====== MATERIAL PROVIDED

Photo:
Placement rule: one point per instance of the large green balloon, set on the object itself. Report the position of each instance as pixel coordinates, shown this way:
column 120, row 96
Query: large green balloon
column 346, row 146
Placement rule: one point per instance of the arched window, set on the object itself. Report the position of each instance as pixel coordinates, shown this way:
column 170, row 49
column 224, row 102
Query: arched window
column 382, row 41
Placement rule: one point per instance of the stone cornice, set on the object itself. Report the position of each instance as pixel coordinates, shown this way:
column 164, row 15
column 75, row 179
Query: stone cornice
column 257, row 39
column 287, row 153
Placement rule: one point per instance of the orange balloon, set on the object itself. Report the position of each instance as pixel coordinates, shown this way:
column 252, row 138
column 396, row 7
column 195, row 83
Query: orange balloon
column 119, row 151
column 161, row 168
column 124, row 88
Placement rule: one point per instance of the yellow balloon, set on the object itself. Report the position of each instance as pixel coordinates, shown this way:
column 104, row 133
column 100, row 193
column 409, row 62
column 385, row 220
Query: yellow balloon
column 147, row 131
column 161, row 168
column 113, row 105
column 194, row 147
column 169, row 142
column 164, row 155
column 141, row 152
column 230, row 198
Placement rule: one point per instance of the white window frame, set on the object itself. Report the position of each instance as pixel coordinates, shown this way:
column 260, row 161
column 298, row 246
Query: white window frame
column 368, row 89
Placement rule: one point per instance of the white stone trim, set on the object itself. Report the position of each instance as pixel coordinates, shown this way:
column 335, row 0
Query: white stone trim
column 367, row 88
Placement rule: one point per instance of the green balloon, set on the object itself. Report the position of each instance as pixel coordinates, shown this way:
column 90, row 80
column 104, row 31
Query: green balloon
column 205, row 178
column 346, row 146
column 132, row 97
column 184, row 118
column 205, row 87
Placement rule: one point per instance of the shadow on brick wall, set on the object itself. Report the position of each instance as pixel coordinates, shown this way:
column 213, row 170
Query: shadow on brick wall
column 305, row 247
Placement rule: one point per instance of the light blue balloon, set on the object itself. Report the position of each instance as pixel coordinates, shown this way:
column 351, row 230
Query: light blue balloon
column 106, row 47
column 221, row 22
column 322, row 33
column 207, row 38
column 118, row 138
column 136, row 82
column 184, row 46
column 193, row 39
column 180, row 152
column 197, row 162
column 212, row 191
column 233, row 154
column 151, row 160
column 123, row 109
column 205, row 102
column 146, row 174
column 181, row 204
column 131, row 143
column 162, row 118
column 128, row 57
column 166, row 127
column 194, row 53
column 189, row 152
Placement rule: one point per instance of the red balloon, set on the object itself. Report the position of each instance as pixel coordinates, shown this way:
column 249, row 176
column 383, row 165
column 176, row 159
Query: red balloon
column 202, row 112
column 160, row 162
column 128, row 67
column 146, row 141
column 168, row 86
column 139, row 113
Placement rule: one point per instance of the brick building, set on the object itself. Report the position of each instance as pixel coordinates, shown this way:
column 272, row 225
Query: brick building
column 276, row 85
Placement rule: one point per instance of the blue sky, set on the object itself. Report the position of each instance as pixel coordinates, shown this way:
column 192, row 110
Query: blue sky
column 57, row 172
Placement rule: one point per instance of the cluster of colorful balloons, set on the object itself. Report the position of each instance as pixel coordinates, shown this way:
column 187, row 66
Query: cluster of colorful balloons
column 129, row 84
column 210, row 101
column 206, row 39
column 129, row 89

============

*HOW TO COMPLETE THIS TASK*.
Each entry above should be retyped exactly, with nothing missed.

*WRITTEN RESPONSE*.
Photo:
Placement rule: one point per instance of the large green balloon, set on the object itself. Report the position of each instance as pixel coordinates, shown this way:
column 120, row 96
Query: large green balloon
column 346, row 146
Placement rule: one point per instance of the arched window, set on the object itself. Report the position of each instance as pixel coordinates, shown this way:
column 170, row 49
column 224, row 102
Query: arched window
column 382, row 41
Placement rule: one point per instance of the stone cornice, set on the object itself. Report the position of each instance as pixel coordinates, shown this way:
column 164, row 15
column 75, row 179
Query: stone cornice
column 257, row 39
column 287, row 153
Placement rule: one point per instance of the orange balloon, set on the object itself. Report the position of each instance as pixel coordinates, shown this way:
column 252, row 138
column 396, row 7
column 195, row 83
Query: orange balloon
column 119, row 151
column 161, row 168
column 124, row 88
Placement rule: one point per instance of the yellow balloon, set on the object itself. Report the position of each instance as pixel coordinates, shown this way:
column 104, row 133
column 100, row 193
column 409, row 62
column 385, row 220
Query: yellow balloon
column 147, row 131
column 161, row 168
column 113, row 105
column 194, row 147
column 169, row 142
column 164, row 155
column 141, row 152
column 230, row 198
Placement rule: one point per instance of the white window frame, set on the object itself. Report the position of each instance as pixel coordinates, shown this way:
column 260, row 161
column 298, row 246
Query: white window frame
column 368, row 89
Placement rule: one point per instance of the white stone trim, set on the object itself. Report the position of each instance as pixel coordinates, shown this way:
column 335, row 0
Query: white stone trim
column 367, row 88
Placement rule: one point per instance of the green balloon, set on the object itself. Report the position of each instance as pixel coordinates, shown this way:
column 90, row 80
column 104, row 31
Query: green balloon
column 205, row 178
column 346, row 146
column 132, row 97
column 184, row 118
column 205, row 87
Placement rule: one point per instance of the shadow on brick wall, set on the object itself. Report the position of each instance as pixel coordinates, shown this way:
column 213, row 170
Query: shadow on brick wall
column 305, row 247
Placement rule: one point per instance of the light blue balloon, set on the object itself. Report the position of each instance as pixel coordinates, shown this way:
column 351, row 230
Query: light blue balloon
column 106, row 47
column 221, row 22
column 322, row 33
column 207, row 38
column 118, row 138
column 136, row 82
column 184, row 46
column 193, row 39
column 180, row 152
column 197, row 162
column 212, row 191
column 233, row 154
column 151, row 160
column 123, row 109
column 205, row 102
column 146, row 174
column 181, row 204
column 131, row 143
column 162, row 118
column 128, row 57
column 166, row 127
column 194, row 53
column 189, row 152
Placement rule: one point per instance of the red balloon, set on the object itself. Report the position of each instance as pixel coordinates, shown this way:
column 249, row 176
column 383, row 165
column 176, row 159
Query: red balloon
column 202, row 112
column 160, row 162
column 128, row 67
column 146, row 141
column 168, row 86
column 139, row 113
Placement rule: one point per instance of the brick building, set on the object itself. Report the position of each instance as pixel coordinates, shown this way:
column 272, row 225
Query: brick building
column 276, row 85
Placement rule: one point per instance of the blue sky, set on the object itself. Report the position of each instance as pixel coordinates, shown this way:
column 192, row 110
Query: blue sky
column 57, row 172
Placement rule: one point per instance of the cluster of colorful balloons, set on the object itself. Report the position of each instance as pixel coordinates, shown this way:
column 187, row 66
Query: cluster of colorful balloons
column 129, row 84
column 210, row 101
column 206, row 39
column 129, row 89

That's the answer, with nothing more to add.